#### TO BE DONE
Extract every line of the material below that contains the string "hair", matching case exactly.
-=-=-=-=-
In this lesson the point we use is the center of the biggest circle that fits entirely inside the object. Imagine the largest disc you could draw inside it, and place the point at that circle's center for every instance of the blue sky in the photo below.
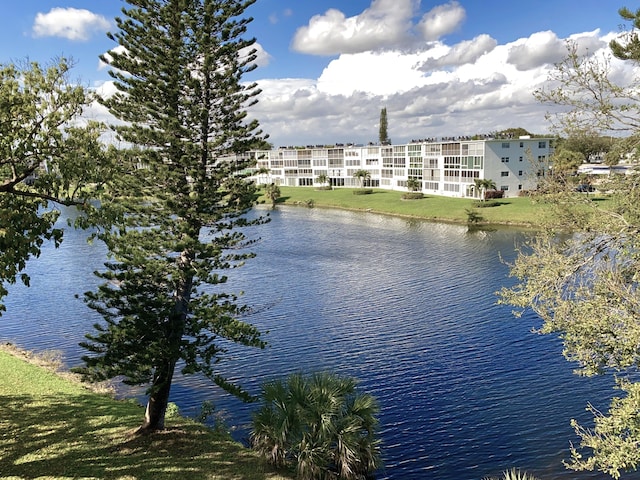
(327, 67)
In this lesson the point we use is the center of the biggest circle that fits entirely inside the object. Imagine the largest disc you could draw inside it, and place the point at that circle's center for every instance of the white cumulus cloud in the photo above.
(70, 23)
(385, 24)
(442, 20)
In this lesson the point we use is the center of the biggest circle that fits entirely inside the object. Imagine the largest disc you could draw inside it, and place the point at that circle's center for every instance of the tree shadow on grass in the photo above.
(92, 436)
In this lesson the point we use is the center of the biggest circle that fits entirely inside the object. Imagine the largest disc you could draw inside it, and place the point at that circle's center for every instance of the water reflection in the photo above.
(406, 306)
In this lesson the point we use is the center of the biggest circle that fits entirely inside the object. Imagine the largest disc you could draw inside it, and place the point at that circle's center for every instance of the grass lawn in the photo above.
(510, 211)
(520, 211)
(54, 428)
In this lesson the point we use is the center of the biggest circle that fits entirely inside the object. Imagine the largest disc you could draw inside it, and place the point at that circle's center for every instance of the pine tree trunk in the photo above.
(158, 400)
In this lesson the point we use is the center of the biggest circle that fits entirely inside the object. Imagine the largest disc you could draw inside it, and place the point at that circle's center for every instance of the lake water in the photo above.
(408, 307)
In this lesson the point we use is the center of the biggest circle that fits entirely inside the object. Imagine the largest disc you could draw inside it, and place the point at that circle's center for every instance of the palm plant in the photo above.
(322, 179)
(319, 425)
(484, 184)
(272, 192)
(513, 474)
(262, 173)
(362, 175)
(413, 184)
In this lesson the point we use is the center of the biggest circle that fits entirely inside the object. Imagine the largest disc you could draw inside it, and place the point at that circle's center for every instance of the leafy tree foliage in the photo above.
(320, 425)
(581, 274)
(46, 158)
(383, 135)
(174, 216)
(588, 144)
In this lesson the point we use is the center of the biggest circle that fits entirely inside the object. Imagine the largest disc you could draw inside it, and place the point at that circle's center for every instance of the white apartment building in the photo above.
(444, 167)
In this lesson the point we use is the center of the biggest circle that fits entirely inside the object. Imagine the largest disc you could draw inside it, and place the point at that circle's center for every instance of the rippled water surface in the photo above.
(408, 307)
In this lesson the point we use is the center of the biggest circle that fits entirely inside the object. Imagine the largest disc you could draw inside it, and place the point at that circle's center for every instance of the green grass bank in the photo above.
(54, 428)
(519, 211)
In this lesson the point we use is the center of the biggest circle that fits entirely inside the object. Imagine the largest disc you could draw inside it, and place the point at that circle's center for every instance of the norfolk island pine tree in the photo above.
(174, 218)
-=-=-=-=-
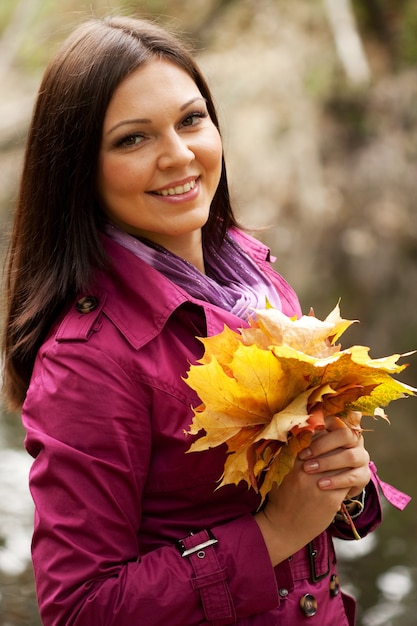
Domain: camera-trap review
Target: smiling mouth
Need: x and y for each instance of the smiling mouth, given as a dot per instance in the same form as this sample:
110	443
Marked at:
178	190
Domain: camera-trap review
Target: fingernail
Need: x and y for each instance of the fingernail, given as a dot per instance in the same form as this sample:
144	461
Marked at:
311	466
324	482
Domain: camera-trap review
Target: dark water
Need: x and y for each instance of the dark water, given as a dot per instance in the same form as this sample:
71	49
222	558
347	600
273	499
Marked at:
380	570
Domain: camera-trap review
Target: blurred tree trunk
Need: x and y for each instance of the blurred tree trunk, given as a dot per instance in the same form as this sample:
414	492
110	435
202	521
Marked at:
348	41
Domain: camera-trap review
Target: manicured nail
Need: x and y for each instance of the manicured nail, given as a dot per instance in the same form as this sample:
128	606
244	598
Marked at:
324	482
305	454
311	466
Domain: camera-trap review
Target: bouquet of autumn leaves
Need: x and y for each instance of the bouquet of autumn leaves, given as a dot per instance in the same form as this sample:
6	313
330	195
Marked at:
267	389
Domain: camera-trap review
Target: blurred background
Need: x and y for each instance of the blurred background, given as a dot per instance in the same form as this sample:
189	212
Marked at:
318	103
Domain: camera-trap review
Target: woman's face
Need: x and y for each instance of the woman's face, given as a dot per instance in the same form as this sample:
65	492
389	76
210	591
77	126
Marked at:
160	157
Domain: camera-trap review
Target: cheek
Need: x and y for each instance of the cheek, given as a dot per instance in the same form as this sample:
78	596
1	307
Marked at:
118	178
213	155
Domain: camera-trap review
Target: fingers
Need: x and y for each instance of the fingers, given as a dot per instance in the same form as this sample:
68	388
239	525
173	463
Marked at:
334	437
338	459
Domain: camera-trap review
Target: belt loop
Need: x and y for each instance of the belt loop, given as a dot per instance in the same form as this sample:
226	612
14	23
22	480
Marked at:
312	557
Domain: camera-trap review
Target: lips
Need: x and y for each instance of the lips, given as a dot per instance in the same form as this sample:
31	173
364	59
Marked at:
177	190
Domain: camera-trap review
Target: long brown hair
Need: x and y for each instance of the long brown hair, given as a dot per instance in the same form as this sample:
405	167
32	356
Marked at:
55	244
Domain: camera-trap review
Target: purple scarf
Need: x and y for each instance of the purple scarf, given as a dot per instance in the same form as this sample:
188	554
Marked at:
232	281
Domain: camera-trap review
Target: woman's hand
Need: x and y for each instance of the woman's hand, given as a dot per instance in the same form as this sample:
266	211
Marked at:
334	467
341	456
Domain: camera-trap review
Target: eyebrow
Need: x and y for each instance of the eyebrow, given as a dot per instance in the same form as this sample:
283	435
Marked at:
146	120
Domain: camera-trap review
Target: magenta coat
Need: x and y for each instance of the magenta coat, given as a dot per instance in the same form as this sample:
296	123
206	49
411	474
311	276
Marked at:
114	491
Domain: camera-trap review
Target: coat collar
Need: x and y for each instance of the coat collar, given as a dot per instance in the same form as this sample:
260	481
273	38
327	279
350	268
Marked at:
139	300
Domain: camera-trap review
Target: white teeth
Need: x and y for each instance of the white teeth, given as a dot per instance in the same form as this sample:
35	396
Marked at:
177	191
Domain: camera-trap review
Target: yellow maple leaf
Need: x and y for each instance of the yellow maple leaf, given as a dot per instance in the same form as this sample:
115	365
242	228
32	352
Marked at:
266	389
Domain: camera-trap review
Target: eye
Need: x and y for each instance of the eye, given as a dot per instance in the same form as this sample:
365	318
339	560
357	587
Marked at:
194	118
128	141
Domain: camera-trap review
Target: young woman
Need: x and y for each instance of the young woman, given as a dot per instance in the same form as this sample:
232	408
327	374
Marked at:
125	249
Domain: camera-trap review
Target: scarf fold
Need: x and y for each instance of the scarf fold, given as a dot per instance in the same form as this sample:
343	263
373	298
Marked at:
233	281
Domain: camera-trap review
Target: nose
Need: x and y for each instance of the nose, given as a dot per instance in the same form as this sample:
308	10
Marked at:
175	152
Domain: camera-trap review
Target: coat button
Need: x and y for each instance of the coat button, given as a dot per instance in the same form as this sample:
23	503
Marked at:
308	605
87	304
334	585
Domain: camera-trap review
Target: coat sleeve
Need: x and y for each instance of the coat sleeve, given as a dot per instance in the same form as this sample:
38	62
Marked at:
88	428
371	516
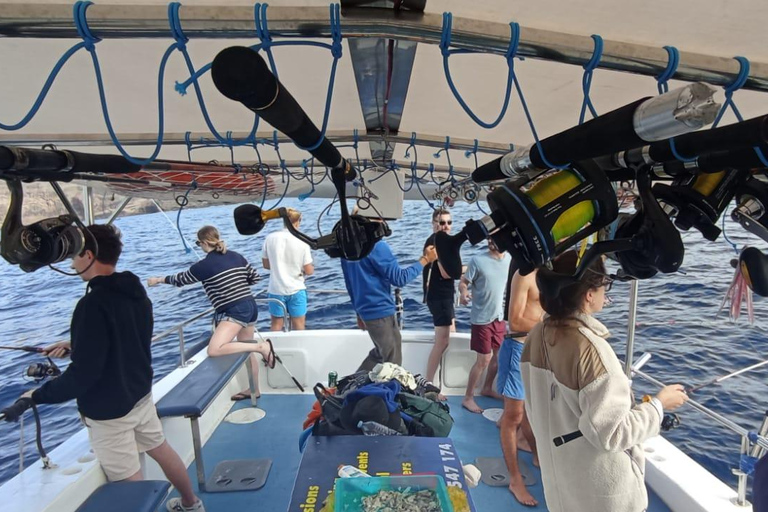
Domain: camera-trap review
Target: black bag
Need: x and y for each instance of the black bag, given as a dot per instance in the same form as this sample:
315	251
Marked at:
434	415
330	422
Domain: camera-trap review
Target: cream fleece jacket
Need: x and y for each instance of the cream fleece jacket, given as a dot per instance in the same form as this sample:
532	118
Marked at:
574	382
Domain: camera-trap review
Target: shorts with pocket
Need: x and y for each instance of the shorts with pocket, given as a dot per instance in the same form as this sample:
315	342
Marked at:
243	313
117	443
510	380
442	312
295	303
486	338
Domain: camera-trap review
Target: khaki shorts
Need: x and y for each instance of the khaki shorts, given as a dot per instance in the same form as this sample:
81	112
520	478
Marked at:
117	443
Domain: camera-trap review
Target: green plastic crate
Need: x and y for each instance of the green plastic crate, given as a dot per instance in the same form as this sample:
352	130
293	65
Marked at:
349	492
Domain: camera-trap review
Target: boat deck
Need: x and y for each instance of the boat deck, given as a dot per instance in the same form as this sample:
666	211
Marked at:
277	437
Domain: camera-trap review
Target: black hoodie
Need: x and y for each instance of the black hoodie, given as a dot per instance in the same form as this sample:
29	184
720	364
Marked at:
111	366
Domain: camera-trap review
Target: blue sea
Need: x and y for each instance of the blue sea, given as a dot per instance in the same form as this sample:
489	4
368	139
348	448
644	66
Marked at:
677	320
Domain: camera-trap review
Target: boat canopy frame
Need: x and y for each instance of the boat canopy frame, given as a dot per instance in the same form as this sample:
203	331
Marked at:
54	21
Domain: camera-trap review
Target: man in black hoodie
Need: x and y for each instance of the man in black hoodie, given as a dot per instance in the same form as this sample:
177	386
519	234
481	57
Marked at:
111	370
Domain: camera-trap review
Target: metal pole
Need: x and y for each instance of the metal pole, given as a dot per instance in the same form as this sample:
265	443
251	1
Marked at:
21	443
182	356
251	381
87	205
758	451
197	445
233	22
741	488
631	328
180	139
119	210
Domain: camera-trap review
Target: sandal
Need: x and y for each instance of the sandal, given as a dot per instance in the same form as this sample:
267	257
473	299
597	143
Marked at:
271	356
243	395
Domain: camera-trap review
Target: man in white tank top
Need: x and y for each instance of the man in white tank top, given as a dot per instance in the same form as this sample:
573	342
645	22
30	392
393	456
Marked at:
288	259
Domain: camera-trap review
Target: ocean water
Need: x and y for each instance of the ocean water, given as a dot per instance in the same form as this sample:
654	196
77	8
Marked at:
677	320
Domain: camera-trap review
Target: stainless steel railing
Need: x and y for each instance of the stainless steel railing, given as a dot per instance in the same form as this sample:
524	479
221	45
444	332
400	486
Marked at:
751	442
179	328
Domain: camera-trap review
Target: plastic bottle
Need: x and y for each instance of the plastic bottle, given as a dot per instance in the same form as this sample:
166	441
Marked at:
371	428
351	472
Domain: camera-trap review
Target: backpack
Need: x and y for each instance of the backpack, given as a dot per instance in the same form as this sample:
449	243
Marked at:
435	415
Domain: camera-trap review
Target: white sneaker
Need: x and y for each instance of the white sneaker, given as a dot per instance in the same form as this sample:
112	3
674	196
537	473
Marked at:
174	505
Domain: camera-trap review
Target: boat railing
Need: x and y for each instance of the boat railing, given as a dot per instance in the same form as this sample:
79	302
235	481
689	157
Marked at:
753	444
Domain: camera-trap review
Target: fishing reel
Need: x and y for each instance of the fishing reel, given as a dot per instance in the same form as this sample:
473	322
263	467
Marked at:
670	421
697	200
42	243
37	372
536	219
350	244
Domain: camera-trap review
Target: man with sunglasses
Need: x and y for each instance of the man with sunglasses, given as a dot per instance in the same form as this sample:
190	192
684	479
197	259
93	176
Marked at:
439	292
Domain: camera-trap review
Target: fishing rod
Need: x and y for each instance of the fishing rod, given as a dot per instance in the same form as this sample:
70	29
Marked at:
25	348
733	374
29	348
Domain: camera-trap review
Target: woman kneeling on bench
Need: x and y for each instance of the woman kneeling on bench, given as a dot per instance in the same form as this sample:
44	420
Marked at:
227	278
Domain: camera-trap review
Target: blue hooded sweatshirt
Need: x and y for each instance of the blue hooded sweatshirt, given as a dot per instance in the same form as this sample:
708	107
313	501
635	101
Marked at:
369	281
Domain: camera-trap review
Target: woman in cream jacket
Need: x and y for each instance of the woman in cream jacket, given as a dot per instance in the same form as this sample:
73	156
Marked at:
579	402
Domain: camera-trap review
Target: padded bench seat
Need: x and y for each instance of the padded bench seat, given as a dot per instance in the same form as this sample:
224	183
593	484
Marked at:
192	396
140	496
-=-=-=-=-
#### OUTPUT OF THE EXERCISE
Target: long brown hair
Need: x and y for each instance of the long brown hair, given as a dot per instance in the same form as this sample:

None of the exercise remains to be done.